** Region pointing data **

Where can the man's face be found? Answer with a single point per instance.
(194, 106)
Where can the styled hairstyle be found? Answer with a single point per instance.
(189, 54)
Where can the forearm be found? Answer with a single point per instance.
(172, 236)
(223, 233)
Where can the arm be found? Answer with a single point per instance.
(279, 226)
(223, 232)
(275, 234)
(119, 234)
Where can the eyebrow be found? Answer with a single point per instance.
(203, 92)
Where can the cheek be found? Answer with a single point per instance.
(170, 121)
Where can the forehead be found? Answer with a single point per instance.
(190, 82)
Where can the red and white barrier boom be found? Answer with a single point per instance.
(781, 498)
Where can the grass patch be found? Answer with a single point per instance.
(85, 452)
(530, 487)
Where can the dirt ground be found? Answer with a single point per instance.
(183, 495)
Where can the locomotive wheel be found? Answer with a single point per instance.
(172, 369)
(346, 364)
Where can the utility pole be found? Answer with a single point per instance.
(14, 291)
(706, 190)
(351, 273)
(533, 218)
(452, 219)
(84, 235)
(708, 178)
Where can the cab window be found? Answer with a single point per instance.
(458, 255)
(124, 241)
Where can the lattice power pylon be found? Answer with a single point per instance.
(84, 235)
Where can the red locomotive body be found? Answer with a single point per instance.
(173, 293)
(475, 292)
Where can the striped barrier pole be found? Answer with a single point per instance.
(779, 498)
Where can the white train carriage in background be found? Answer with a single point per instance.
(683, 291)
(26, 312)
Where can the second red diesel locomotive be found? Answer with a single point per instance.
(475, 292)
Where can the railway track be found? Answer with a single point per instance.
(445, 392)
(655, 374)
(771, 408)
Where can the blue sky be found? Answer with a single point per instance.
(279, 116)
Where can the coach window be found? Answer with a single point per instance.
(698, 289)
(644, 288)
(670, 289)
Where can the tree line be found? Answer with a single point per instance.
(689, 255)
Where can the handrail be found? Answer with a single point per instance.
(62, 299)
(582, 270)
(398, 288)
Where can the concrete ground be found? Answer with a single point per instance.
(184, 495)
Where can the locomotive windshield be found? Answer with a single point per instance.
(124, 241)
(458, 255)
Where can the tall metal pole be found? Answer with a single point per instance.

** TASK INSTRUCTIONS **
Repeat each entry exactly as it was given.

** TASK RESPONSE **
Where can the man's face be found? Answer with a single point per instance.
(194, 106)
Where can the styled hairstyle be found? Answer with a single point per instance.
(189, 54)
Where can the forearm be found? Answer with a single point per instance.
(172, 236)
(223, 233)
Where can the arm be found? Answer with a single point per instance.
(279, 226)
(223, 232)
(275, 234)
(119, 234)
Where can the eyebrow be found? Answer with a single point per instance.
(203, 92)
Where can the cheek be found? Answer with a single point per instance.
(170, 121)
Where can the forehead be found? Answer with a single point per instance.
(190, 82)
Where can the red and white barrier boom be found? Answer with a single point per instance.
(781, 498)
Where can the grass patch be found? Answer with a single point per instance.
(85, 452)
(530, 487)
Where can the dirt ground be found? Answer with a single point per instance.
(183, 495)
Where can the locomotive wheel be found? Answer with a single point per instance.
(172, 369)
(346, 364)
Where can the utility pole be found? Answer with a single point per instance.
(14, 291)
(706, 190)
(351, 273)
(533, 218)
(452, 219)
(84, 235)
(708, 178)
Where can the cab window be found? Answer with a single point per instance.
(458, 255)
(124, 241)
Where can the lattice power pylon be found? Answer with a single point per instance.
(84, 235)
Where can the red locomotive body be found? Answer with a single point per instance.
(173, 293)
(475, 292)
Where can the striped barrier pole be found? Answer with a single point per instance.
(779, 498)
Where can the white train carriage in background be found? Answer with a single point per instance.
(683, 291)
(26, 312)
Where can the second red diesel locomotive be found? Answer with a single point per instance.
(475, 292)
Where can the railway track be found? Answer with a single point per instance.
(445, 392)
(655, 374)
(771, 408)
Where can the blue sky be found? Answer with a single point per instance.
(279, 116)
Where can the coach window be found? Answer with a single point per instance.
(698, 289)
(644, 288)
(670, 289)
Where can the tree line be found? Answer with a single point per instance.
(689, 255)
Where can the handrail be found? Answer with a single point per instance.
(62, 299)
(582, 270)
(398, 288)
Where can the concrete ground be found? Answer with a single point per instance.
(184, 495)
Where can the locomotive windshield be found? Answer with a single point per instance.
(124, 241)
(458, 255)
Where can the tall metal pole be found? Answer with a single point per instance.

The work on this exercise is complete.